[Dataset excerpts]
"""
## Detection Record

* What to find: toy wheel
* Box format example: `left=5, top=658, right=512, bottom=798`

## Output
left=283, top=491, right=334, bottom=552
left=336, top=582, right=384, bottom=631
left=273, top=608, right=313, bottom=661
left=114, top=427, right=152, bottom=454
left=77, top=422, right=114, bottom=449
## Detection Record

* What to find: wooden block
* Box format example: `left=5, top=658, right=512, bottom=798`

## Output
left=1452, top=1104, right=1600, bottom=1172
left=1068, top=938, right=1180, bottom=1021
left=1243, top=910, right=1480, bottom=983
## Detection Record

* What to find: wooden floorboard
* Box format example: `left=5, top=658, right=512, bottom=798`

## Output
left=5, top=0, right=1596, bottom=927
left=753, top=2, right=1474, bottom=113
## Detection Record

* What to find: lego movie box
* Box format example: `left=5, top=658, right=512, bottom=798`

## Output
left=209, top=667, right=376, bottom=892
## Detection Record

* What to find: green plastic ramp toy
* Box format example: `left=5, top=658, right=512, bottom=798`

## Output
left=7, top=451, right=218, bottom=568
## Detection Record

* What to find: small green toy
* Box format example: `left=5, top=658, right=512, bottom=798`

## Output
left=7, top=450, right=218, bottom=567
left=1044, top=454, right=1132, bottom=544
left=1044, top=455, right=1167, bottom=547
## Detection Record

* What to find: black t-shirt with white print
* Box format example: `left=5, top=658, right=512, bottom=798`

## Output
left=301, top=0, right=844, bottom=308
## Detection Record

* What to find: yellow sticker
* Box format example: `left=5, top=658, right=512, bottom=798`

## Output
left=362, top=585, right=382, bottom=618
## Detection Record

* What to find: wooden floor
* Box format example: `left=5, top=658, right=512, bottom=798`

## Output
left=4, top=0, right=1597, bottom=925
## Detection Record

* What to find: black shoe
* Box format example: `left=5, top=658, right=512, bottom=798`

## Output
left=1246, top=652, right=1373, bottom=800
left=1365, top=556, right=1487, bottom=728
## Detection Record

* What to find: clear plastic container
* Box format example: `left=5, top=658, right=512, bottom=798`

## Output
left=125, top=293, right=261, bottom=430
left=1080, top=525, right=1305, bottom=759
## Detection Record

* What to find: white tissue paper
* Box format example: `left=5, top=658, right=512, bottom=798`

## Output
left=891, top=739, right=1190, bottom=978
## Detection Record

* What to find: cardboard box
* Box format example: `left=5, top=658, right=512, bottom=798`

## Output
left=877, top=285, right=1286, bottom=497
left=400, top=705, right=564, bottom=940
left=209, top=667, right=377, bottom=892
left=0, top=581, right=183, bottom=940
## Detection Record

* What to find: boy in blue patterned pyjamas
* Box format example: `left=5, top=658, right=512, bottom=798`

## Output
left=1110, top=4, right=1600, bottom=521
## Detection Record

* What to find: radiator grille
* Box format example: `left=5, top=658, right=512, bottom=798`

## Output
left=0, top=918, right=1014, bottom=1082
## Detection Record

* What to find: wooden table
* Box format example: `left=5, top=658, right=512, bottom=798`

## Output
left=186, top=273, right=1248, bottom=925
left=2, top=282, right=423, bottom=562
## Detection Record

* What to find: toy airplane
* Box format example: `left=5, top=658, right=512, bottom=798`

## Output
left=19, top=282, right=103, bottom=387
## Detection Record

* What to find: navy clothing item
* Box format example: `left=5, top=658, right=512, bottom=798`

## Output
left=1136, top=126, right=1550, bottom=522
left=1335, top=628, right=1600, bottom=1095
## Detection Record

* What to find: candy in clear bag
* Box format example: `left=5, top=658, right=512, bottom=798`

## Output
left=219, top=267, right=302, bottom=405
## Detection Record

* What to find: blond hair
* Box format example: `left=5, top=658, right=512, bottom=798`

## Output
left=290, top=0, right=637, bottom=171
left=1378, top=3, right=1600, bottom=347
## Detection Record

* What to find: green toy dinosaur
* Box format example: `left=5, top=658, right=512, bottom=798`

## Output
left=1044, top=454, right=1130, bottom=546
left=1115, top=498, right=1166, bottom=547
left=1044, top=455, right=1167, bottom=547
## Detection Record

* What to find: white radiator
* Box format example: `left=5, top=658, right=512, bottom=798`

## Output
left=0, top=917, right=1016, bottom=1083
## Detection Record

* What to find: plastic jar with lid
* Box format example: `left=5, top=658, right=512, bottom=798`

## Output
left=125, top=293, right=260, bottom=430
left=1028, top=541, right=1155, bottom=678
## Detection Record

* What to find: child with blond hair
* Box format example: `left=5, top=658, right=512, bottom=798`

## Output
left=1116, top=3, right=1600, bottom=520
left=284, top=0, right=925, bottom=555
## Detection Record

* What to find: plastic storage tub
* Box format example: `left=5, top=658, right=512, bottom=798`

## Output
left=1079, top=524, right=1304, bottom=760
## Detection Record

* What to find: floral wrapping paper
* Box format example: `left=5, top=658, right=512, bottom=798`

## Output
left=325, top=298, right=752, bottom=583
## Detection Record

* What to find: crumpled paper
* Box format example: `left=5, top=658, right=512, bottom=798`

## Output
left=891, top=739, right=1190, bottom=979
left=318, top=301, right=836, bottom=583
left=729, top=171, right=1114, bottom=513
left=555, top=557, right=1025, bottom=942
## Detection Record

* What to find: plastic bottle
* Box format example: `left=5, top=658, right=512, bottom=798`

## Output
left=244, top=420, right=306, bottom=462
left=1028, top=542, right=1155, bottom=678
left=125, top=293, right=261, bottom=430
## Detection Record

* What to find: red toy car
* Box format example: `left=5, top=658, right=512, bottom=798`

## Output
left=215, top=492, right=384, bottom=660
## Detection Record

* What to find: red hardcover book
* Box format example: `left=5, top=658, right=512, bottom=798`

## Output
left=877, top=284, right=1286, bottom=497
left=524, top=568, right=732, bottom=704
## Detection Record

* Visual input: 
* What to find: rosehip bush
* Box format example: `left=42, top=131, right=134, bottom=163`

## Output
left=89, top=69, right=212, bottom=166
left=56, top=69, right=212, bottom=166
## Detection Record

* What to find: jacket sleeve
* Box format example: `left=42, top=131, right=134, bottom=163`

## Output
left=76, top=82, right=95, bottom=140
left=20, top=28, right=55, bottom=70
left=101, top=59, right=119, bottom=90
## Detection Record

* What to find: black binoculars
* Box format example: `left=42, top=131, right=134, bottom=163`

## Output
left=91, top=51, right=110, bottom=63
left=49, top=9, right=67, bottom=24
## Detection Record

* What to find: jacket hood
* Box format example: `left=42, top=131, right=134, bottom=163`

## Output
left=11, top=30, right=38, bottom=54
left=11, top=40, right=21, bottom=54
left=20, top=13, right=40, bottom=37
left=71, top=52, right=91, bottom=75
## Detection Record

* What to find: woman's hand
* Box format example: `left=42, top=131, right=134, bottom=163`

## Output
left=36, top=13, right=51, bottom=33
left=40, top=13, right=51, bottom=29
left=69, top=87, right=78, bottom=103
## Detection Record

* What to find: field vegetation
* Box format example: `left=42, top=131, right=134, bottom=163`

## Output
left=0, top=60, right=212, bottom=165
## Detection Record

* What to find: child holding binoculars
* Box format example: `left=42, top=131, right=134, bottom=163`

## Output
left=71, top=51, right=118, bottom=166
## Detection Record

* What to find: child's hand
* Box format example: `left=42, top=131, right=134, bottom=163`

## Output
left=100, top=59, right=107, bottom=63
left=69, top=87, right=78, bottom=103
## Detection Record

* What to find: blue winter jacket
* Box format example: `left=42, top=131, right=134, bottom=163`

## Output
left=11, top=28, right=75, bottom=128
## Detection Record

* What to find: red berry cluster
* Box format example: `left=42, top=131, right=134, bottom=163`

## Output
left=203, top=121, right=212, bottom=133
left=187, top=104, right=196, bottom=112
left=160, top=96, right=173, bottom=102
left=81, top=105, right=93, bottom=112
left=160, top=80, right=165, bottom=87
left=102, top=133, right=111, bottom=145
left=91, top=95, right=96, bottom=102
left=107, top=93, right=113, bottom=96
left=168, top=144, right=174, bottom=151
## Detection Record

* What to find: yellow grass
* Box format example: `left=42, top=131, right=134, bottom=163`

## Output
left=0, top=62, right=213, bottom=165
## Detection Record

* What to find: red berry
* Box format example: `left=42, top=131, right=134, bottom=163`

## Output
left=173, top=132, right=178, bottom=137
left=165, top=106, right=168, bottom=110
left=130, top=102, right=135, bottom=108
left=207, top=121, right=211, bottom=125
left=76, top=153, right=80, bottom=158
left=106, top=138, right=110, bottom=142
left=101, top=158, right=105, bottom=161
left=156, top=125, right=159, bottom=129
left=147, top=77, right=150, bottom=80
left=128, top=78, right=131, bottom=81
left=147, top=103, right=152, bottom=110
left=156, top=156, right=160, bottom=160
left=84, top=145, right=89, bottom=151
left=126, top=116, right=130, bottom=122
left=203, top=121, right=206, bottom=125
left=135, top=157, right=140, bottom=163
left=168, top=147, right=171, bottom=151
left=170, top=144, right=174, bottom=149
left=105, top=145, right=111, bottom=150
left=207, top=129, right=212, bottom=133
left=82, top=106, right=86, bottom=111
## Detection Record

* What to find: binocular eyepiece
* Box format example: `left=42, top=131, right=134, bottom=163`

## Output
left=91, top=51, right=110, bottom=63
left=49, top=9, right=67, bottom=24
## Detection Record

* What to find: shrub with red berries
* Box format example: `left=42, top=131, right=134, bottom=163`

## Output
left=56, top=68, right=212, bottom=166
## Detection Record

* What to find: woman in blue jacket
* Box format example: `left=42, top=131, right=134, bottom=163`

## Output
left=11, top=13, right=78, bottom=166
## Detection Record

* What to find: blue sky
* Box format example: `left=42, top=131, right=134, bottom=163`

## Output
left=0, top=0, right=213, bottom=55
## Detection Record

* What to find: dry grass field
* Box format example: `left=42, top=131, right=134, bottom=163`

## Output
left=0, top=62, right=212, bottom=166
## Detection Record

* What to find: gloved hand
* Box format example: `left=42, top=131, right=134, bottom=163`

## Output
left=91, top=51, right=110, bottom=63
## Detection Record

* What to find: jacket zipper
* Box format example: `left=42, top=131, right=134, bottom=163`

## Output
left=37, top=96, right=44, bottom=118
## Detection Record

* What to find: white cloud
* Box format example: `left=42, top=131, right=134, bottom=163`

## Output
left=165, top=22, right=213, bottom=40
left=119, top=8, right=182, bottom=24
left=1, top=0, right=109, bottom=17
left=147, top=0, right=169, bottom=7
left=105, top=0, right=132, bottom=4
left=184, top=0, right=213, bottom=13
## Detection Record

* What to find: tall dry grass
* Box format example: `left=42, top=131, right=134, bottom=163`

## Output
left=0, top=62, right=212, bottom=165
"""
Task requirements
Copy each line above where "yellow" appears.

Answer to this task
* What to find: yellow sticker
* What to find: yellow grass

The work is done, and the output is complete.